* Start Available records *
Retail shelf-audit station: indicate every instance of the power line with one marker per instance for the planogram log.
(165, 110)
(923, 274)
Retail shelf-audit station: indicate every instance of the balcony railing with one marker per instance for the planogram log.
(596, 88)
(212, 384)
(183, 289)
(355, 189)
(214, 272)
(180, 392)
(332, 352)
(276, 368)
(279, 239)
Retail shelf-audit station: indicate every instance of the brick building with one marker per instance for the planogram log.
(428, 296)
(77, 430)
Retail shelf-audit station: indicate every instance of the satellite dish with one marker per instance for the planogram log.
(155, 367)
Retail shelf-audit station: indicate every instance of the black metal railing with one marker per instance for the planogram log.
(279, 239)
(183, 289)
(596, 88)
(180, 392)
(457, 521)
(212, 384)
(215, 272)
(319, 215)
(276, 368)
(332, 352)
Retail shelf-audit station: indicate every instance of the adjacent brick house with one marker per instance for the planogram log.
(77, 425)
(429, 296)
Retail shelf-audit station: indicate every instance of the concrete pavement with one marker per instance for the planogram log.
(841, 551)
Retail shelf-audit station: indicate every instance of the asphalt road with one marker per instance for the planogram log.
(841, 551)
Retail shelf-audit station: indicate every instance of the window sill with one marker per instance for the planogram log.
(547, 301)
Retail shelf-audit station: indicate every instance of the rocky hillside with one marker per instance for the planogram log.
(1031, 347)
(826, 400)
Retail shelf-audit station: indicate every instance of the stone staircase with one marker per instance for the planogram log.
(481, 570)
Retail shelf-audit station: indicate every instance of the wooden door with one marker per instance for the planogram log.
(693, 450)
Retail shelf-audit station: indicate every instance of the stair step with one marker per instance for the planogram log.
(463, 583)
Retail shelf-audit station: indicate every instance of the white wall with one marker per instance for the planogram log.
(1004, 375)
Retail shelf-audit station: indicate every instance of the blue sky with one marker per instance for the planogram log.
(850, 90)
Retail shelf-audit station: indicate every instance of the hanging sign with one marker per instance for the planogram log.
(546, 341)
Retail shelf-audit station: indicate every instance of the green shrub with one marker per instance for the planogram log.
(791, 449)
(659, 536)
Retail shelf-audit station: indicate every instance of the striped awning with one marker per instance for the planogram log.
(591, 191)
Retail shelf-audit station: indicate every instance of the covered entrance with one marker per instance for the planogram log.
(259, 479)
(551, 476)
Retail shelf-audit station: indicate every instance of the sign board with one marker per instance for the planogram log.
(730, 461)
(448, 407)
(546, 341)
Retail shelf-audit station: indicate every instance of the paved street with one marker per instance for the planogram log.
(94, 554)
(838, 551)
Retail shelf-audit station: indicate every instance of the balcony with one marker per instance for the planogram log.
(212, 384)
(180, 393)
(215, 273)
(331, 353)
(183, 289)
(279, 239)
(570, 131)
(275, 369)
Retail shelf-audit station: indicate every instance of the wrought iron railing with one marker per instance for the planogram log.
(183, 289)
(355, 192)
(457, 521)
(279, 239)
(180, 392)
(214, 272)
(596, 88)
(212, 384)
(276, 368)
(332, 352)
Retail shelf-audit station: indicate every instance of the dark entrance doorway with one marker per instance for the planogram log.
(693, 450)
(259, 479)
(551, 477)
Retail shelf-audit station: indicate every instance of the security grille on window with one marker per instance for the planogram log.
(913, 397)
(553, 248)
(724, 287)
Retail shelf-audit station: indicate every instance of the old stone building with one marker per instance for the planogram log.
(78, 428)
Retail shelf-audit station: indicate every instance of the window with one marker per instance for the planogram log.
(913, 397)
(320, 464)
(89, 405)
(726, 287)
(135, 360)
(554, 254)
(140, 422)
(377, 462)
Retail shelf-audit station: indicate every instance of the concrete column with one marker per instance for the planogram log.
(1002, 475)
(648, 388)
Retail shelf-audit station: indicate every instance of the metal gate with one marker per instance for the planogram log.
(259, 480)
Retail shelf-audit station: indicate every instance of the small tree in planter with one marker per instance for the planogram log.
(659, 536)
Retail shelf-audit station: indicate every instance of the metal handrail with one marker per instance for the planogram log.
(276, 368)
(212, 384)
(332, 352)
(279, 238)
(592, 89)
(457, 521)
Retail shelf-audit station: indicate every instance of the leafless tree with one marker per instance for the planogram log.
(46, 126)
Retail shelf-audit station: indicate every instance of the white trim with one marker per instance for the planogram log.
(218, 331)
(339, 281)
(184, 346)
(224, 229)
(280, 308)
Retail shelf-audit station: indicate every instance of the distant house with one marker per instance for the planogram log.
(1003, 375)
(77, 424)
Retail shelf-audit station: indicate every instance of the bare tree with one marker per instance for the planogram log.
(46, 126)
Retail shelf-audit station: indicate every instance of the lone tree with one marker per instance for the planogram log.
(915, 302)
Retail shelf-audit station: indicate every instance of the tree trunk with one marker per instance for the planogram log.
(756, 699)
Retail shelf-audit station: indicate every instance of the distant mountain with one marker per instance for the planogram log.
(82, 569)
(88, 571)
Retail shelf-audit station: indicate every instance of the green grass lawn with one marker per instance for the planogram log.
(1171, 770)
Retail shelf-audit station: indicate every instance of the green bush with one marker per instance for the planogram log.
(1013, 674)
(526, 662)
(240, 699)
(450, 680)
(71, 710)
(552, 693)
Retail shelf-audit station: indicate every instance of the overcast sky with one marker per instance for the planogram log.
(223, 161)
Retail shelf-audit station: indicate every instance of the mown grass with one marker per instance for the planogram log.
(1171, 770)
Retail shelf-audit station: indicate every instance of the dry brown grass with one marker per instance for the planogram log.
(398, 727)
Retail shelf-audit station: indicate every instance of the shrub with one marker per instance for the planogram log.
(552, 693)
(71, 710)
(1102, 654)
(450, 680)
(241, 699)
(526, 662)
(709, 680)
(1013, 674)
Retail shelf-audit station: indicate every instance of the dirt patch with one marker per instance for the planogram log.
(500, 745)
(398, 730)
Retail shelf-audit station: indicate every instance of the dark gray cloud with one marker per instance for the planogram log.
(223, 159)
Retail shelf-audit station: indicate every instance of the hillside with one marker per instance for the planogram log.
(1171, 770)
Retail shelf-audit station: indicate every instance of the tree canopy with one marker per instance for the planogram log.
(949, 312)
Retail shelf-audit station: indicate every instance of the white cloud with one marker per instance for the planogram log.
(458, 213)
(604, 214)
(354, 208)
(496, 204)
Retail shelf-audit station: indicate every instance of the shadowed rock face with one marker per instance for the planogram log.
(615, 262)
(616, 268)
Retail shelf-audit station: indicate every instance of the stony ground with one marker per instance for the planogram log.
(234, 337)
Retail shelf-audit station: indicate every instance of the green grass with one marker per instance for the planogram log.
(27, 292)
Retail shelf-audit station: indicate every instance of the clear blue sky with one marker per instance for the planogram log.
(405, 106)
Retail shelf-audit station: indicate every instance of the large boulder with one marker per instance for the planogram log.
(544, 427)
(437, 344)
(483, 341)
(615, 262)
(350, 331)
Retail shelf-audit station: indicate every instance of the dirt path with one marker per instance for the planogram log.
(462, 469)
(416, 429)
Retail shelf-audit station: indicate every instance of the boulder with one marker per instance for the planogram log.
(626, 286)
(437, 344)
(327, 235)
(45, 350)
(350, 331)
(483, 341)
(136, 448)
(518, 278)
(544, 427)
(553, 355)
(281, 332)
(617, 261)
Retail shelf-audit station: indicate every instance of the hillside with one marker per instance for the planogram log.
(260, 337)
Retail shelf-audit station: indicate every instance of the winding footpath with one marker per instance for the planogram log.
* End Available records *
- Stated exercise:
Write out the listing once more, matching it exactly.

- Reply to the exercise:
Retail shelf-audit station: indicate every instance of the power line with one marker per instance for the planogram log.
(165, 110)
(923, 274)
Retail shelf-audit station: indicate every instance of the balcony railing with one marker per instance for the planogram log.
(596, 88)
(212, 384)
(183, 289)
(355, 189)
(214, 272)
(180, 392)
(332, 352)
(276, 368)
(279, 239)
Retail shelf-audit station: indicate every instance of the brick building with one marker per instance for the planogram log.
(428, 296)
(77, 430)
Retail shelf-audit station: indicate every instance of the satellite dish with one marker per instance for the planogram log.
(155, 367)
Retail shelf-audit station: indicate every instance of the black metal railing with one marker per instance for the planogram log.
(279, 239)
(183, 289)
(596, 88)
(180, 392)
(457, 521)
(212, 384)
(215, 272)
(319, 215)
(276, 368)
(332, 352)
Retail shelf-audit station: indicate every instance of the adjacent brick house with one marker per instance for the planogram log.
(77, 425)
(429, 296)
Retail shelf-audit station: indicate every instance of the concrete pavement with one marker per instance for the planogram log.
(841, 551)
Retail shelf-audit station: indicate every instance of the asphalt road with one marker per instance for the planogram log.
(841, 551)
Retail shelf-audit station: indicate every instance of the window sill with one marker per instance for the planogram log.
(547, 301)
Retail shelf-audit station: indicate every instance of the rocky hillside with one marker per instance for the planogram log.
(1031, 347)
(826, 400)
Retail shelf-audit station: indicate every instance of the stone staircase with one marker per instance for the planogram log.
(481, 570)
Retail shelf-audit station: indicate every instance of the wooden door with one marker per instance for the planogram log.
(693, 450)
Retail shelf-audit station: indicate every instance of the stair step with one marker per instance for the planogram log.
(463, 583)
Retail shelf-audit station: indicate every instance of the white wall with one marker per instance for the planogram log.
(1004, 375)
Retail shelf-audit station: indicate every instance of the blue sky with one marker per instance for the planogram log.
(850, 90)
Retail shelf-audit station: indicate every instance of the hanging sign with one marker per instance for the planogram log.
(546, 341)
Retail shelf-audit station: indicate every instance of the green shrub with one marker per instance for the planogram log.
(791, 449)
(659, 536)
Retail shelf-audit station: indicate every instance of the striped awning with one marker per instance for the planogram log.
(591, 191)
Retail shelf-audit station: indicate every instance of the covered entrance with one marker per instance for the planogram log.
(259, 479)
(551, 476)
Retail shelf-audit station: indicate every instance of the sign board with one marker per instance for the planogram log.
(730, 461)
(448, 407)
(546, 341)
Retail shelf-audit station: indicate every instance of the paved street with one marker per instance for the planogram log.
(94, 554)
(838, 551)
Retail shelf-audit station: indicate every instance of the balcony with one marker per instance for the planogram log.
(212, 384)
(180, 393)
(215, 273)
(331, 353)
(183, 289)
(279, 239)
(570, 131)
(275, 369)
Retail shelf-audit station: indicate every instance of the wrought iron railing with one marker per instance for the planogram log.
(183, 289)
(355, 192)
(457, 521)
(279, 239)
(180, 392)
(214, 272)
(596, 88)
(212, 384)
(276, 368)
(332, 352)
Retail shelf-audit station: indicate every instance of the dark entrance doorway with one marker per instance for the planogram log.
(693, 450)
(259, 479)
(551, 477)
Retail shelf-audit station: indicate every instance of the security grille on window with one marker per instance for the planogram log.
(913, 397)
(553, 248)
(724, 287)
Retail shelf-audit station: indicate every instance of the old stone building with one marker per instance for the planogram log.
(78, 428)
Retail shelf-audit station: indicate every instance of the window with one marker per instance for the planogram log.
(913, 397)
(320, 464)
(89, 405)
(726, 287)
(135, 360)
(554, 254)
(140, 422)
(377, 462)
Retail shelf-audit station: indicate every instance of the concrete column with one marker per instance for the planogram log.
(1002, 475)
(648, 388)
Retail shelf-audit station: indicate every instance of the metal gate with one marker per instance for the planogram log.
(259, 480)
Retail shelf-audit station: indicate every instance of the small tree in planter with one marker per instance for the planogram log.
(659, 536)
Retail shelf-audit station: indicate every instance of the metal handrail with one marker per instance for the planogram log.
(276, 368)
(212, 384)
(332, 352)
(279, 238)
(592, 89)
(457, 521)
Retail shelf-audit station: indicate every instance of the leafless tree with one marker per instance for the planogram log.
(46, 126)
Retail shelf-audit station: indicate every instance of the white trim with one marker per instance for the planogram log.
(218, 331)
(339, 281)
(184, 346)
(224, 229)
(280, 308)
Retail shelf-audit station: indicate every instance of the distant house with one marker per instance for the planogram log.
(1003, 375)
(77, 424)
Retail shelf-audit station: indicate every instance of the bare tree with one marker per instance for the planogram log.
(46, 126)
Retail shelf-audit station: indicate every instance of the lone tree with one marker per instance for the planogram log.
(915, 302)
Retail shelf-audit station: indicate every instance of the tree trunk with one marker per instance for the planogram log.
(756, 699)
Retail shelf-audit station: indicate every instance of the distant mountain with one marker per instance for the planogram log.
(82, 569)
(88, 571)
Retail shelf-audit station: indicate every instance of the green grass lawn with one marker per instance for the planogram log.
(1171, 770)
Retail shelf-audit station: indicate every instance of the green bush with one marker per instance for the planogram log.
(1013, 674)
(526, 662)
(240, 699)
(450, 680)
(71, 710)
(552, 693)
Retail shelf-audit station: indicate every instance of the overcast sky with one marker per instance for the planogram log.
(223, 161)
Retail shelf-audit station: indicate every instance of the mown grass with one marker per instance for the planogram log.
(1171, 770)
Retail shelf-audit station: indicate every instance of the dry brown grass with one marker per instance for the planogram log.
(398, 727)
Retail shelf-audit station: indicate every instance of the shrub with one marker per instance for the planogram log.
(552, 693)
(71, 710)
(1102, 654)
(450, 680)
(241, 699)
(526, 662)
(709, 680)
(1013, 674)
Retail shelf-audit station: indicate every instance of the dirt patch with one marker per instance for the planogram log.
(500, 745)
(398, 730)
Retail shelf-audit station: indicate every instance of the dark gray cloud with one marker per instance for the planogram log.
(223, 159)
Retail shelf-audit station: indicate every instance of the hillside with one marker per instance for the planogram log.
(1171, 770)
Retail shelf-audit station: indicate every instance of the tree canopy with one marker per instance for the planogram log.
(949, 312)
Retail shelf-audit station: indicate every instance of the white cloud with one marker per instance for the planogram log.
(458, 213)
(604, 214)
(354, 208)
(496, 204)
Retail shelf-audit station: indicate every instance of the shadowed rock face with one marker per instance for the planogram log.
(615, 262)
(616, 268)
Retail shelf-audit station: indicate every instance of the stony ground with one marker per instance for the planogram log.
(234, 337)
Retail shelf-audit station: indicate every instance of the green grass with one marker per instance for the planogram log.
(27, 292)
Retail shelf-audit station: indicate every instance of the clear blue sky with one marker per instance for the planogram log.
(405, 106)
Retail shelf-audit station: indicate every instance of the large boulder with one marker per instance for the planogram log.
(544, 427)
(437, 344)
(483, 341)
(615, 262)
(350, 331)
Retail shelf-audit station: indicate every instance of the dirt path with one marker per instance for the planogram log.
(462, 469)
(416, 429)
Retail shelf-audit station: indicate every instance of the boulder with one marker per instance for the planogram log.
(626, 286)
(437, 344)
(327, 235)
(45, 350)
(350, 331)
(483, 341)
(136, 448)
(518, 278)
(544, 427)
(553, 355)
(281, 332)
(617, 261)
Retail shelf-audit station: indicate every instance of the hillside with one marker per instance for the planogram log.
(260, 337)
Retail shelf-audit station: indicate every instance of the winding footpath with one marker per instance for the planogram log.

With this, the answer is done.